I have tried, the same performance of 4 msec. I believe the reason should be in other place, because that code worked faster and works faster now in previous version of my project. My question is have to find what causes the problem, if it is possible.
Thanks,
Leonid
 
Old 12-27-2004, 01:51 AM   #10
itsme86
Senior Member
 
Registered: Jan 2004
Location: Oregon, USA
Distribution: Slackware
Posts: 1,246

Rep: Reputation: 59
Here's a little test program I made to test the speed difference:
Code:
itsme@dreams:~/C$ cat spleen.c
#include <stdio.h>
#include <sys/time.h>

void tvdiff(struct timeval *tv1, struct timeval *tv2)
{
  tv2->tv_sec -= tv1->tv_sec;
  tv2->tv_usec -= tv1->tv_usec;
  if(tv2->tv_usec < 0)
  {
    tv2->tv_usec += 1000000;
    tv2->tv_sec++;
  }
}

void way_one(int *a, int *b, int *c)
{
  int i;

  for(i = 0;i < 640*480;i++)
    *a++ = *b++ - *c++;
}

void way_two(int *a, int *b, int *c)
{
  int i;

  for(i = 0;i < 640*480;i++, a++, b++, c++)
    *a = *b - *c;
}

int main(void)
{
  int a[640*480], b[640*480], c[640*480];
  struct timeval start, end;

  gettimeofday(&start, NULL);
  way_one(a, b, c);
  gettimeofday(&end, NULL);
  tvdiff(&start, &end);
  printf("way one diff: %d.%06d\n", end.tv_sec, end.tv_usec);

  gettimeofday(&start, NULL);
  way_two(a, b, c);
  gettimeofday(&end, NULL);
  tvdiff(&start, &end);
  printf("way two diff: %d.%06d\n", end.tv_sec, end.tv_usec);

  return 0;
}
Code:
itsme@dreams:~/C$ ./spleen
way one diff: 0.022265
way two diff: 0.014265
So you can see that the second way (the way I suggested in my previous post) is nearly twice as fast.

EDIT: After compiling with -O3 and -funroll-loops I get:
Code:
way one diff: 0.014055
way two diff: 0.011169

Last edited by itsme86; 12-27-2004 at 01:53 AM.
 
Old 12-27-2004, 02:00 AM   #11
leonidg
Member
 
Registered: Dec 2004
Posts: 73

Original Poster
Rep: Reputation: 15
Again, Thanks for your effort to help, but I believe the problem is not in the code, I have tried all the variants, and the best I can get is 4 msec, when all that variants in previous version give 1 msec. I just need to know if it is possible to find the reason, maybe using some testing programs.
Thanks,
Leonid
 
Old 12-27-2004, 03:43 AM   #12
leonidg
Member
 
Registered: Dec 2004
Posts: 73

Original Poster
Rep: Reputation: 15
wapcaplet, I noticed that You are familiar with the registers issue. Do You think maybe they are not empty before I begin running the code because of the new added functions to the project, and that is why the program needs more time. Is there an option to check it and maybe to empty them.

(Point placement records)
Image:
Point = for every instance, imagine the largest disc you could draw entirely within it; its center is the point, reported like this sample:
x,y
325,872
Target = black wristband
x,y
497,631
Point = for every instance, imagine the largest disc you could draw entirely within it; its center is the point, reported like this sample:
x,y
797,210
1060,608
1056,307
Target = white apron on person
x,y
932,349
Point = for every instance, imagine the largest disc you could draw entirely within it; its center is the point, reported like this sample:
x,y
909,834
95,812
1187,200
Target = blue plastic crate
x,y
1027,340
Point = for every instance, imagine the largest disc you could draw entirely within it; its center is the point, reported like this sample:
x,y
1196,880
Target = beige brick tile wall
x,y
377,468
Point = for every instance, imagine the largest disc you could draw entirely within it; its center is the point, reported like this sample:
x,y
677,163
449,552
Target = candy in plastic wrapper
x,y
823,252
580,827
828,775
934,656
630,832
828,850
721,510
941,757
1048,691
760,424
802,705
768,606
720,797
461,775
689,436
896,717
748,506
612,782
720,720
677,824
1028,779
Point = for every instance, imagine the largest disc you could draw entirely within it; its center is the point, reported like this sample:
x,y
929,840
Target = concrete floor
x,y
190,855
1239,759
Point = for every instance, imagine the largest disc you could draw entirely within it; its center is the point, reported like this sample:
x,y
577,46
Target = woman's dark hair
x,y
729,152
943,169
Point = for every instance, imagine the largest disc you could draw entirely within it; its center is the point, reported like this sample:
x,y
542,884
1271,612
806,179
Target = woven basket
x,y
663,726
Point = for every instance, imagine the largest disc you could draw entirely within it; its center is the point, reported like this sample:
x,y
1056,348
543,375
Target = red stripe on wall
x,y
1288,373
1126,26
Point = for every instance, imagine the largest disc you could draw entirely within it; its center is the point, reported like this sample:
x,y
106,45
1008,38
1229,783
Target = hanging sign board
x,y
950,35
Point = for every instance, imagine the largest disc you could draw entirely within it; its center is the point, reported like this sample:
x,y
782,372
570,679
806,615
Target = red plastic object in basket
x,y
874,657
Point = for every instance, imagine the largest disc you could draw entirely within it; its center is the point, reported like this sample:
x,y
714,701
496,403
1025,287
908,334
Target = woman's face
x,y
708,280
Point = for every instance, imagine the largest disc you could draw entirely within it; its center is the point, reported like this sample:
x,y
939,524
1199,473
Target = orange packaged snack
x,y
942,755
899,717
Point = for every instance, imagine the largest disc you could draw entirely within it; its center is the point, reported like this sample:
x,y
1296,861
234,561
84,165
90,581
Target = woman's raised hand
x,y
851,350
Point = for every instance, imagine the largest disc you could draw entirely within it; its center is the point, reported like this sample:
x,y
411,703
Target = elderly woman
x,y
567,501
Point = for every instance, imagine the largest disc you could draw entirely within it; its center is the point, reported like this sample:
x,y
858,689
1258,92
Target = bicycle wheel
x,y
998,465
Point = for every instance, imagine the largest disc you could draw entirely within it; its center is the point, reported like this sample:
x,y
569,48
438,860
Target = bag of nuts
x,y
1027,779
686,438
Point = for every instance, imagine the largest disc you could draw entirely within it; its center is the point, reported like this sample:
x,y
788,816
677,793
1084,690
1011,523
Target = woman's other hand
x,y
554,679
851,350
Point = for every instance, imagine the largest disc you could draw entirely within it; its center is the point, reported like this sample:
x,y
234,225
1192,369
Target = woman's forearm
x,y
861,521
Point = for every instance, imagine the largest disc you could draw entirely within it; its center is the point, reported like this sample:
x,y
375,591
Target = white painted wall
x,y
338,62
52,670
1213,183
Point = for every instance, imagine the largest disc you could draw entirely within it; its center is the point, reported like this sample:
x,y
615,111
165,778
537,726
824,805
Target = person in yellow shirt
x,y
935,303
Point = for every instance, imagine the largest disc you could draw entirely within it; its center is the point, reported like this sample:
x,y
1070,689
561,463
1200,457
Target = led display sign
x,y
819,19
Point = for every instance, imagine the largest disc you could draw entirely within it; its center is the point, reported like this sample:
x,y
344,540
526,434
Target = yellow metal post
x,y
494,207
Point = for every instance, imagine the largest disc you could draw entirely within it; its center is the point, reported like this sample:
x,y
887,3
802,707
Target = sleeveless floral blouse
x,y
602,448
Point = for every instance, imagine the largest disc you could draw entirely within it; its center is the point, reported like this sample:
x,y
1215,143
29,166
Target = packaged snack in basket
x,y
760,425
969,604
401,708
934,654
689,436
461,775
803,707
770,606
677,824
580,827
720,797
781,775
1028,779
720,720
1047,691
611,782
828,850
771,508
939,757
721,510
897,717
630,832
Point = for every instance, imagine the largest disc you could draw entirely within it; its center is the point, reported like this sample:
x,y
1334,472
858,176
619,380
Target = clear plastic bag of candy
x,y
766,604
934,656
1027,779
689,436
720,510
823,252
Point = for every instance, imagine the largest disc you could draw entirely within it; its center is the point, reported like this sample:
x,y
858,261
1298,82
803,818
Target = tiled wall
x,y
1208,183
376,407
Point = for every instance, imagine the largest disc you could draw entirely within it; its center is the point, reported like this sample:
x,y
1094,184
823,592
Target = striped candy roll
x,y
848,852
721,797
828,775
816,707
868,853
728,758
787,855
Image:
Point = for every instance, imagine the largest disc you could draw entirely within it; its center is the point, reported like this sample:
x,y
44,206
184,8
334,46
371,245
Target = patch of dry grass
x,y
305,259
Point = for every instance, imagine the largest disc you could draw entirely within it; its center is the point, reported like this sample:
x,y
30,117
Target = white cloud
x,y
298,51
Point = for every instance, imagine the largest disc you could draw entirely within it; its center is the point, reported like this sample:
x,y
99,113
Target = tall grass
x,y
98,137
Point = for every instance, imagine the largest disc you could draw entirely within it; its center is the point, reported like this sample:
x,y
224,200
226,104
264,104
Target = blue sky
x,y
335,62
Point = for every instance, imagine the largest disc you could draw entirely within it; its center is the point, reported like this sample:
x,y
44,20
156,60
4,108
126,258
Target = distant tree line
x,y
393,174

• [WRITTEN EXERCISE 1]:
In the forum thread, which two compiler options did itsme86 use to get the second set of timings?
• [WRITTEN EXERCISE 2]:
Please write the next part of the forum thread on code speed, starting after its final post.
These entries have no connection to the forum thread.

• [TASK OUTPUT 1]:
-O3 and -funroll-loops

• [TASK OUTPUT 2]:
By the way itsme86, i have tested your code, the result is about 1600 which mean if I understand right less than 2msec which is good enough for me, but unfortunately it does not happen in my program.
Thanks,
Leonid
 
Old 12-27-2004, 06:14 AM   #13
wapcaplet
LQ Guru
 
Registered: Feb 2003
Location: Colorado Springs, CO
Distribution: Gentoo
Posts: 2,018

Rep: Reputation: 48
Quote:
Originally posted by leonidg
Again, Thanks for your effort to help, but I believe the problem is not in the code, I have tried all the variants, and the best I can get is 4 msec, when all that variants in previous version give 1 msec. I just need to know if it is possible to find the reason, maybe using some testing programs.
Well, the problem has to be in the code, though. If that function is exactly the same, then try looking for changes elsewhere that might have affected this function. You should reason each part of the code through to see whether it might be causing the delay; you've obviously already found the for-loop in question that can be optimized. Look at all the other function calls that are occurring in that function, to see if they could be contributing significantly to the time; do any of them have for loops in them? There's no data being passed to this function, but in general you should also look for changes in the function arguments or its input. Variables are...variable

You may also be able to find a more efficient way to approach the problem of doing an image difference. I wouldn't know for sure, but it's possible that doing a simple subtraction on every pixel is not the most efficient way. Maybe it would work faster if you somehow did blocks of pixels, or found a way to skip over pixels that are the same color as previous ones. Try looking at the code for other open-source programs that do this (like the GIMP or ImageMagick), to see if they have a better way to do it.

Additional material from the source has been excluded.